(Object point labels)
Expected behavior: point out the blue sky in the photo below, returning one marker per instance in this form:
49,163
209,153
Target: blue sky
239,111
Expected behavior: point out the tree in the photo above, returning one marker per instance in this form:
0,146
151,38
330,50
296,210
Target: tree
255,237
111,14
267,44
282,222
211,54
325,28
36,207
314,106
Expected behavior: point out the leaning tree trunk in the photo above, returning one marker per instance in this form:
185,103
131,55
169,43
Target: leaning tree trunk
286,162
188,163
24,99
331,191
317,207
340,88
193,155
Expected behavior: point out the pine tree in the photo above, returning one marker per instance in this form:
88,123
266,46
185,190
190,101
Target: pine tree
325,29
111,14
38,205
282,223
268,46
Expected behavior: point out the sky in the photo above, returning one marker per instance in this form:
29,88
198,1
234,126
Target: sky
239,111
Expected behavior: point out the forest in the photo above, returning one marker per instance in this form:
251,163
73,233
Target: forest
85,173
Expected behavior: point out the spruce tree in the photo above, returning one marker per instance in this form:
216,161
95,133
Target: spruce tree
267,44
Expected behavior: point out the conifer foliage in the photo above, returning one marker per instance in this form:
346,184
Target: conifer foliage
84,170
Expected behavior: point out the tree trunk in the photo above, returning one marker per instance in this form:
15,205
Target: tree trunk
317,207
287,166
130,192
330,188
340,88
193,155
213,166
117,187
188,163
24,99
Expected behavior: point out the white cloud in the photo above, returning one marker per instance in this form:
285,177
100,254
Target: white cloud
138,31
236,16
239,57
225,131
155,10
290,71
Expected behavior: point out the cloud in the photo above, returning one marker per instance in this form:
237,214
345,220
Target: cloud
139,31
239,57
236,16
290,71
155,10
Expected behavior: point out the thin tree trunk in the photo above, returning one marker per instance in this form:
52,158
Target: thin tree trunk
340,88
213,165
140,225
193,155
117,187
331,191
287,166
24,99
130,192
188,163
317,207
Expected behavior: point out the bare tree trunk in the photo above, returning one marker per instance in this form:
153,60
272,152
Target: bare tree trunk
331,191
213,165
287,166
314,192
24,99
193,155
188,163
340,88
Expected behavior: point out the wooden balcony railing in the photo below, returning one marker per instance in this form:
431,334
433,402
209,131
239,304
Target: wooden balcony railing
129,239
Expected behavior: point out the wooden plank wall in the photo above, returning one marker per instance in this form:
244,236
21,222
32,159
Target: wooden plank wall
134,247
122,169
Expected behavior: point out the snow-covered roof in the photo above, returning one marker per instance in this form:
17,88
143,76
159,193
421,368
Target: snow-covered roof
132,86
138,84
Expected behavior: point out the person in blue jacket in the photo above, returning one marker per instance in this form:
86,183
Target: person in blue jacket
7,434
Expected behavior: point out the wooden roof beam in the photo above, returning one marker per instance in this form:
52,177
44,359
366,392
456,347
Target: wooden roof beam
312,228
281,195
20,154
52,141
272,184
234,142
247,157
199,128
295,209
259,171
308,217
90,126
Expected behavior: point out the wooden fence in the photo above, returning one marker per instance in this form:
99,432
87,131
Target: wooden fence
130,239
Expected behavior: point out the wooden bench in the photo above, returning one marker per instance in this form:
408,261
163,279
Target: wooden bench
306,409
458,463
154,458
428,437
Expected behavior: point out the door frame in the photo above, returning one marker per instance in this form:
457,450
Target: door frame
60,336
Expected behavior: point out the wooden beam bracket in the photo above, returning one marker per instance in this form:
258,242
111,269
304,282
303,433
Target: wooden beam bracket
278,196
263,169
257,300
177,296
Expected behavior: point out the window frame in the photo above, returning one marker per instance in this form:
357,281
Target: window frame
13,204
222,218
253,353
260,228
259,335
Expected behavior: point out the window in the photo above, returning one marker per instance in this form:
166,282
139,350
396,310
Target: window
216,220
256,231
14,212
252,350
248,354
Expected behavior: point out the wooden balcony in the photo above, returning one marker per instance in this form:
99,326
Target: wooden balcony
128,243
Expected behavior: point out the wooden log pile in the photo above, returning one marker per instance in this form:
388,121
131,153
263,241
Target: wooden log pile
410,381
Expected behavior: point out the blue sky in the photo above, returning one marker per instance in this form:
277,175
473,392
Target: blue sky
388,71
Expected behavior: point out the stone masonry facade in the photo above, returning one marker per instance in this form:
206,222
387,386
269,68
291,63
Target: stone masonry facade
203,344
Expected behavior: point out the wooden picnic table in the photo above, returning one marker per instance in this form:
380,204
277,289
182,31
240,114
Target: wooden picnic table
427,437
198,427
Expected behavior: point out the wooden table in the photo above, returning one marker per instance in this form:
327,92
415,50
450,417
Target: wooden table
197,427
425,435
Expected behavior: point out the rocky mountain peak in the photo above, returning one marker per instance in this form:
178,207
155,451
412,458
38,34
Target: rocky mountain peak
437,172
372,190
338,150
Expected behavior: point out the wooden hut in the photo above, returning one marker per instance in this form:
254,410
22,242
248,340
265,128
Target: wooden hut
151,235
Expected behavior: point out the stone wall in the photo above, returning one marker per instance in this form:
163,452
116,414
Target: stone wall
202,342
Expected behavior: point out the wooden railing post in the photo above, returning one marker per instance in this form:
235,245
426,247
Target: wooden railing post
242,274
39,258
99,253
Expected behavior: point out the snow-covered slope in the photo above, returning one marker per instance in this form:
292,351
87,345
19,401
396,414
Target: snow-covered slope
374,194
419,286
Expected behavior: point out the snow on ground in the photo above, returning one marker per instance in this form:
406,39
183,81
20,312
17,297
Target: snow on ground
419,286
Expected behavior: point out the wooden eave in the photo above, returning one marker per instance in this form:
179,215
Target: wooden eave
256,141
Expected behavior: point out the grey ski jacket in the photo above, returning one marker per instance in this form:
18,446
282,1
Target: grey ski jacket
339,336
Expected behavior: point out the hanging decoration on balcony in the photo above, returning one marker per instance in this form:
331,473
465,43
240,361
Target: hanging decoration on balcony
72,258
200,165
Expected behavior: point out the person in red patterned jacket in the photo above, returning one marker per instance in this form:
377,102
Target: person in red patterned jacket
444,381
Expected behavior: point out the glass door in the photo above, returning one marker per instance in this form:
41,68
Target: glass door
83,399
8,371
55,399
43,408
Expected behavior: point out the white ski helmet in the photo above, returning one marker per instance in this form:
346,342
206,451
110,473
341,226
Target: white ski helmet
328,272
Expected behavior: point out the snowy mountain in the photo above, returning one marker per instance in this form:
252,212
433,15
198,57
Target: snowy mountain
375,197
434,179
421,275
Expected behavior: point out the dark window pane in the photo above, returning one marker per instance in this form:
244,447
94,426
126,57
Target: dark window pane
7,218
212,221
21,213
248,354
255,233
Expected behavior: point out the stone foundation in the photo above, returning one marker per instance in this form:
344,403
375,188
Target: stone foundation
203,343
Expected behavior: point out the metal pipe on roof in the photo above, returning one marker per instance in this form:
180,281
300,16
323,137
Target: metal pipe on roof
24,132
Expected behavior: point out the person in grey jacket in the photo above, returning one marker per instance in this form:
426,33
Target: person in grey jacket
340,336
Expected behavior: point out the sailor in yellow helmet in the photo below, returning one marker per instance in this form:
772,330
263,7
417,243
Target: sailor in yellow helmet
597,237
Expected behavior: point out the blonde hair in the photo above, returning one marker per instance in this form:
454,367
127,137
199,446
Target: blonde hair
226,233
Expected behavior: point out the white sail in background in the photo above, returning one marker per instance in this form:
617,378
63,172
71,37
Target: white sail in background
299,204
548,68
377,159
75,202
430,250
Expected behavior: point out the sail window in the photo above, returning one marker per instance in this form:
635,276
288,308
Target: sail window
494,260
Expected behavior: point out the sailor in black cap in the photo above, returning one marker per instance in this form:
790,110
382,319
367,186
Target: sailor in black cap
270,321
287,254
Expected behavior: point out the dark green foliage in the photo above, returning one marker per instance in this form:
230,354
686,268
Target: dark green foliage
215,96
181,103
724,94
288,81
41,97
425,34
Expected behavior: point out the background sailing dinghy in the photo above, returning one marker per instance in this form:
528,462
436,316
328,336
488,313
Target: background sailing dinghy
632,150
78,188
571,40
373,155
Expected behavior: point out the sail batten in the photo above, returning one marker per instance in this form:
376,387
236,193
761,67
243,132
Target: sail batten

→ **PROBLEM STATEMENT**:
Replace "sailor" with "crew member" in the lines from the one containing "Expected behavior: point out the person in grey" through the end of the lines, leaving everything else unchanged, and return only those lines.

→ **PROBLEM SOLUTION**:
Expected behavior: point out the person in grey jacket in the photo above, returning one marker per instance in this form:
426,33
Target: person in grey jacket
340,336
Expected behavior: point out the crew member in yellow helmet in the photo below, returning one marker per instance in this form:
772,330
263,7
417,243
Target: crew member in yellow helmet
597,237
Expected behavior: point out the blonde hair in the photo above, returning one marker per instance in this form:
454,367
127,137
199,446
Target: blonde hair
226,233
Expected behavior: point out the white sail in background in the photo above, returning one marker per instance in this form:
617,378
63,172
71,37
Target: white sail in background
299,204
548,68
377,159
75,202
430,250
Expected behavior: point out the sail window in the photo above, returning one marker per instance in this form:
635,276
288,308
Target: sail window
494,260
Expected behavior: point out the crew member in black cap in the photo above, returning one marker per instance in this form:
790,110
382,319
367,186
Target: crew member in black cap
270,321
287,254
Expected behavior: point out the dark green foliage in the photo above, returning one marker per instance in this form:
230,354
686,268
Target: dark green foliage
215,96
181,103
724,94
288,81
41,97
425,34
Expected behavior: point out the background sailing dinghy in the photo above, returning one marker per instance in this form:
528,462
436,316
328,336
488,313
Target: background sailing dinghy
632,150
78,188
571,40
373,155
Expected behavior: point out the sail batten in the photo above, returning one marker per instance in this form:
376,387
236,193
761,67
243,132
Target: sail batten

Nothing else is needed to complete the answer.